Do not repeat pictures. Repeat exactly the lines of the listing below from its first line through the line with "Category: man's right hand".

*** Opening of MATERIAL FOR THE TASK ***

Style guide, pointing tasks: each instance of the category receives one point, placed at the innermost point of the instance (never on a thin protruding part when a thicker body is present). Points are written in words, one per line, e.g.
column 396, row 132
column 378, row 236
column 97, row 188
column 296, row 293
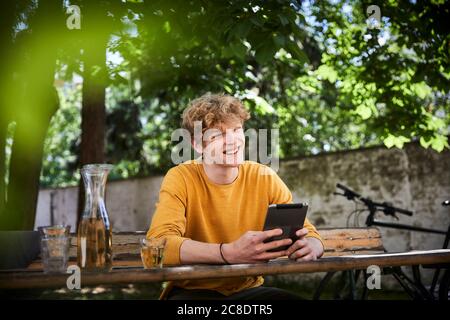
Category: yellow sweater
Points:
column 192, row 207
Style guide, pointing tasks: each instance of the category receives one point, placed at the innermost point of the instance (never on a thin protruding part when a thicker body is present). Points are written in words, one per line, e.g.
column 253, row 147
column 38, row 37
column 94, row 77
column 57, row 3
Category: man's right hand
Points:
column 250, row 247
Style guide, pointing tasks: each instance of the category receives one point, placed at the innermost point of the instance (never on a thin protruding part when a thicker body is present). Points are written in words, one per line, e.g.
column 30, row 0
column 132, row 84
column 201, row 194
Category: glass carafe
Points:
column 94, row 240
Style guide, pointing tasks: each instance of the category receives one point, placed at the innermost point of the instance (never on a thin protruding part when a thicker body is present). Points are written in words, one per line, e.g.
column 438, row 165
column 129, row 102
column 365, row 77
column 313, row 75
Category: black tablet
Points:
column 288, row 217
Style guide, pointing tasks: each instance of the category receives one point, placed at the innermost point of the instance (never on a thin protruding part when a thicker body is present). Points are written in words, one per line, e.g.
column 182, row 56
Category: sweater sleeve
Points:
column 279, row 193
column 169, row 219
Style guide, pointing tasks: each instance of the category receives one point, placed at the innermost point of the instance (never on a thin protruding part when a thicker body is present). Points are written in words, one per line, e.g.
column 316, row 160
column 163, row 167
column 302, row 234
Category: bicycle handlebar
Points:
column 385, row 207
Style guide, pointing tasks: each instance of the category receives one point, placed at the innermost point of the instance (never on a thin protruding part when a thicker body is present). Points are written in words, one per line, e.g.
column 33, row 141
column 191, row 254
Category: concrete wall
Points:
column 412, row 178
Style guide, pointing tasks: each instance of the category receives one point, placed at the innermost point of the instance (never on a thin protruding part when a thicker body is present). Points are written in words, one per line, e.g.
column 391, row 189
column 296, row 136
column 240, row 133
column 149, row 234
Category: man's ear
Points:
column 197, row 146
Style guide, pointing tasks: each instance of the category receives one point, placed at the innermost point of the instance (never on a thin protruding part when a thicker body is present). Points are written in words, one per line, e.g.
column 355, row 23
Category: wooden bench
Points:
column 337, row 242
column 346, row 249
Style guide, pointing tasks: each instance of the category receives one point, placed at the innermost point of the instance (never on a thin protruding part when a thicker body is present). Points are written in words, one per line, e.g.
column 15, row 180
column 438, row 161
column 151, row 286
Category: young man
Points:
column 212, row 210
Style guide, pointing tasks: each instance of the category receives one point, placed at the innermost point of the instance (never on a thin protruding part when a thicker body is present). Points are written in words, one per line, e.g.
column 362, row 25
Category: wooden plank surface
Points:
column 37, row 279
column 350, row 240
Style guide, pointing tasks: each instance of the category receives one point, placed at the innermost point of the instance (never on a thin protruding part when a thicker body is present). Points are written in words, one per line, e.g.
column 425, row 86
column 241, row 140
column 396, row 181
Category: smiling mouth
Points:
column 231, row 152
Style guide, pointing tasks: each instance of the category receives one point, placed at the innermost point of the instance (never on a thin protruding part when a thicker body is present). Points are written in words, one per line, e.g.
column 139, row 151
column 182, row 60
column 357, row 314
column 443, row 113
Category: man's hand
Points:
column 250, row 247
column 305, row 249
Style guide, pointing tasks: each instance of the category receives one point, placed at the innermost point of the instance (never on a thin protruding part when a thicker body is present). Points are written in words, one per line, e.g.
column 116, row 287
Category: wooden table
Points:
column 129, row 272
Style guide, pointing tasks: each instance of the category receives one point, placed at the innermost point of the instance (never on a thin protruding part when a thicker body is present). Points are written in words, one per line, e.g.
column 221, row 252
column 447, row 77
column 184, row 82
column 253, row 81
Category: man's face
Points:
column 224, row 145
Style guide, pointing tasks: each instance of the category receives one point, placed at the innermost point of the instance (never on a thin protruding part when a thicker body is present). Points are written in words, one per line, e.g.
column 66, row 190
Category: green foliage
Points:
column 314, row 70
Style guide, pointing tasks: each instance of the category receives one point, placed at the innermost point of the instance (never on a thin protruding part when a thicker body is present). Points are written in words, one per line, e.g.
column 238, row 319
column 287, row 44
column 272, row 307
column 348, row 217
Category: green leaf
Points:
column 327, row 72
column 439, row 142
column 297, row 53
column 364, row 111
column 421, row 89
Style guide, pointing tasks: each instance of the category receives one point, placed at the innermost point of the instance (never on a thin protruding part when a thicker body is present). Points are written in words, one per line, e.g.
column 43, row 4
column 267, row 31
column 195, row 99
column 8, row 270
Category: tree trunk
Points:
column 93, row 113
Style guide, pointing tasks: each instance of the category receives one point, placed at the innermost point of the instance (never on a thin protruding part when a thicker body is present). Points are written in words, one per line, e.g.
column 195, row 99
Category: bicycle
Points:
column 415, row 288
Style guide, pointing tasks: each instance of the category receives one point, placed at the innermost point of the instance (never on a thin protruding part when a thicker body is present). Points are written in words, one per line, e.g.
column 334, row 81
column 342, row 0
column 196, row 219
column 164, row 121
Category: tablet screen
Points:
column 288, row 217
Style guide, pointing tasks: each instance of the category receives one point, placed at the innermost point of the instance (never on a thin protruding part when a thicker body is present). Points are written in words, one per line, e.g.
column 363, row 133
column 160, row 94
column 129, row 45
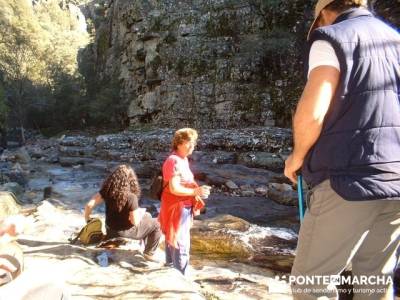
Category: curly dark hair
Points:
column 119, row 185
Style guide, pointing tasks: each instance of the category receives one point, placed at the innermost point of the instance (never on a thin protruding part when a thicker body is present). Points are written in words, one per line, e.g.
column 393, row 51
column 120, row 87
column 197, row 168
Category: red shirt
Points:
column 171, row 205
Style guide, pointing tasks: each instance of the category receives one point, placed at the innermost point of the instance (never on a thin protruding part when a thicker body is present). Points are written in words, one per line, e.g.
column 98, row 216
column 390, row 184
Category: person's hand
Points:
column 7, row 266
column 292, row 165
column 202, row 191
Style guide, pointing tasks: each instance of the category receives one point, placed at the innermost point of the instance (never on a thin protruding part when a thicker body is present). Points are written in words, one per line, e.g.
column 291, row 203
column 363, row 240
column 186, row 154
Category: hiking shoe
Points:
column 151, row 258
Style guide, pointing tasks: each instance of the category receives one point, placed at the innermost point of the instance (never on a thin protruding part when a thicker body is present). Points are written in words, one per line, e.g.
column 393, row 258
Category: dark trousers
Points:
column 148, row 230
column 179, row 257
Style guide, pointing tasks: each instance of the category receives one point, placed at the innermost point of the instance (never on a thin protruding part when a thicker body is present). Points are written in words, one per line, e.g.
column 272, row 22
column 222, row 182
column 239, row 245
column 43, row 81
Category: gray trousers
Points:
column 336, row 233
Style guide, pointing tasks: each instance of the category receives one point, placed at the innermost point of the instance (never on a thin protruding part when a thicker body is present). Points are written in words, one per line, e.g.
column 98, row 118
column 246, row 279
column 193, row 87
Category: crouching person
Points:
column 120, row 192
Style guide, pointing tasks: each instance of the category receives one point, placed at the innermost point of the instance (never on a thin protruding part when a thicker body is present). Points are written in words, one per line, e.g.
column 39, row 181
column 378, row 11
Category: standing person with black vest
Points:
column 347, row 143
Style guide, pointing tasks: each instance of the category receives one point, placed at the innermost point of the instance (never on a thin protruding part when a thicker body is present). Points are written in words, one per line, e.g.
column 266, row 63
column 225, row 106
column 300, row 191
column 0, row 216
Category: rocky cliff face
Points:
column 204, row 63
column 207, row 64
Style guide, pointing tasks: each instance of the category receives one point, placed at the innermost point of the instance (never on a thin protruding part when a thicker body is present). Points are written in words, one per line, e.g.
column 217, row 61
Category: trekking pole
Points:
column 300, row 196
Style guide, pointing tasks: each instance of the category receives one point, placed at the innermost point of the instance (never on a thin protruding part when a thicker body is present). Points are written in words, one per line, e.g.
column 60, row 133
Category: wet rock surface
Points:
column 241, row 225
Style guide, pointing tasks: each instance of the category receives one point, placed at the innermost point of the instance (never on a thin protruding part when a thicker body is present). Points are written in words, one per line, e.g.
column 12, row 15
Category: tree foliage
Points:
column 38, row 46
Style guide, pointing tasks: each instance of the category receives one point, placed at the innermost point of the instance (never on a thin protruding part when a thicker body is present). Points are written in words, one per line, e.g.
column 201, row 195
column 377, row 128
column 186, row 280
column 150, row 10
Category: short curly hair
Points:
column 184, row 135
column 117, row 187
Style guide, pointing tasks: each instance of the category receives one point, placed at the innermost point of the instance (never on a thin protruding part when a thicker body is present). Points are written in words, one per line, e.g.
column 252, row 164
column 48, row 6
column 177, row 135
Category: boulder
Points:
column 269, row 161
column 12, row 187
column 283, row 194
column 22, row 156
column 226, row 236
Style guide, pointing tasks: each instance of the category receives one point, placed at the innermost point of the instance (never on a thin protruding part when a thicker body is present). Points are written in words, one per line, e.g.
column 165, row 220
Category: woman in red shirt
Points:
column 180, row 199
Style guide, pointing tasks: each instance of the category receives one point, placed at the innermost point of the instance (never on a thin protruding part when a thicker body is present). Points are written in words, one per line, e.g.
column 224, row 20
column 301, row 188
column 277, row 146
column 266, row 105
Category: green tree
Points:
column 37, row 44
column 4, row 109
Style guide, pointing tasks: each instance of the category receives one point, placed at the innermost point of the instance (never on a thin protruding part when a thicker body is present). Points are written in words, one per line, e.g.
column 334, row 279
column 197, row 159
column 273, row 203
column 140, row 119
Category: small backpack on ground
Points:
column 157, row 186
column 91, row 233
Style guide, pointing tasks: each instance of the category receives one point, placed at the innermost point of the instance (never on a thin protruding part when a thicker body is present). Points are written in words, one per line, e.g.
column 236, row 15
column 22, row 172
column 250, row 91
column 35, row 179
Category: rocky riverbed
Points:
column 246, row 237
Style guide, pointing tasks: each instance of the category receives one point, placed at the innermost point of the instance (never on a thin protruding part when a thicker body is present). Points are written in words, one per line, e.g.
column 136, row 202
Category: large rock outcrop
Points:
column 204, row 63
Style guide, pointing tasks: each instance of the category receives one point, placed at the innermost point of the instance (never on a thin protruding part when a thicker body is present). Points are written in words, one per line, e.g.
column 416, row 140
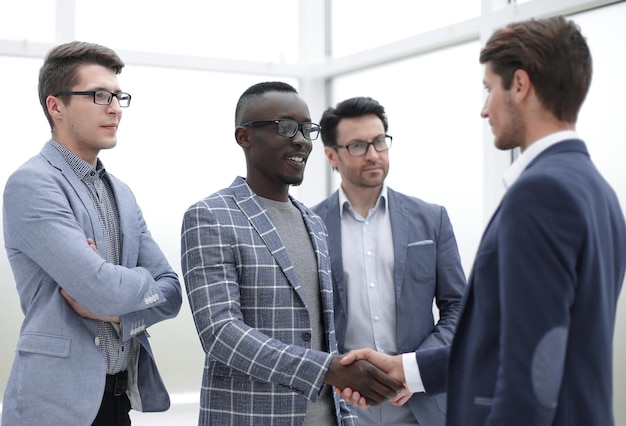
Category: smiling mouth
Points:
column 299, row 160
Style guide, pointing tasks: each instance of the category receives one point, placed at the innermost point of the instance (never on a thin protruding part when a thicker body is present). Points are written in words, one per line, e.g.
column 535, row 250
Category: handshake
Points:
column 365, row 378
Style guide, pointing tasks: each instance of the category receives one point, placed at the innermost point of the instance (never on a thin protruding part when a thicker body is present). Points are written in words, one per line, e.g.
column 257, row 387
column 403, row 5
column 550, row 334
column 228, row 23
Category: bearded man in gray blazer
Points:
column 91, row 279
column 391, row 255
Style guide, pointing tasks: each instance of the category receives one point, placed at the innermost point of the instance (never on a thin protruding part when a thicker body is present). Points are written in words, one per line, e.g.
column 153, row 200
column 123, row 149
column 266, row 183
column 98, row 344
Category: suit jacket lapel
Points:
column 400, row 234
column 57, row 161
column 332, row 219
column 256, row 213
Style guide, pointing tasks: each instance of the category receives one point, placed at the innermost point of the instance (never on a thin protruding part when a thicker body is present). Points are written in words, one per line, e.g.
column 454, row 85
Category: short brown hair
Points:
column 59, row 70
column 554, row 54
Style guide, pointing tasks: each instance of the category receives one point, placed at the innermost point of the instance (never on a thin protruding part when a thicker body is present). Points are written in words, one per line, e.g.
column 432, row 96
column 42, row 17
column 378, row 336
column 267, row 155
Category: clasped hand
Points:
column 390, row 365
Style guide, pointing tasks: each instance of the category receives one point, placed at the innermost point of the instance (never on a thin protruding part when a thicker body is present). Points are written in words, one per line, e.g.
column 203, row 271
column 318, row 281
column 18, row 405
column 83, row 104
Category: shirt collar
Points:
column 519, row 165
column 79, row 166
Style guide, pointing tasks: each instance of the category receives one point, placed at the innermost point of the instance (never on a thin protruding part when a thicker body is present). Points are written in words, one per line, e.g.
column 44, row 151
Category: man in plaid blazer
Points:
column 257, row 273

*** Close of MATERIAL FOR THE TASK ***

**RESPONSE**.
Style guide, pointing tasks: each instance of the category receives one point, placed at the innermost point of the instance (never on a thin protruding part when a thicker body is present). Points are written in words, one per line, e.g.
column 396, row 132
column 378, row 236
column 97, row 188
column 296, row 293
Category: yellow sweater
Points:
column 192, row 207
Style guide, pointing tasks: each instance of the category receives one point, placed at the innermost point of the instance (never on a thin protruding part when a thicker body is present). Points are written in words, one per line, e.g.
column 253, row 147
column 38, row 37
column 94, row 77
column 57, row 3
Category: man's right hand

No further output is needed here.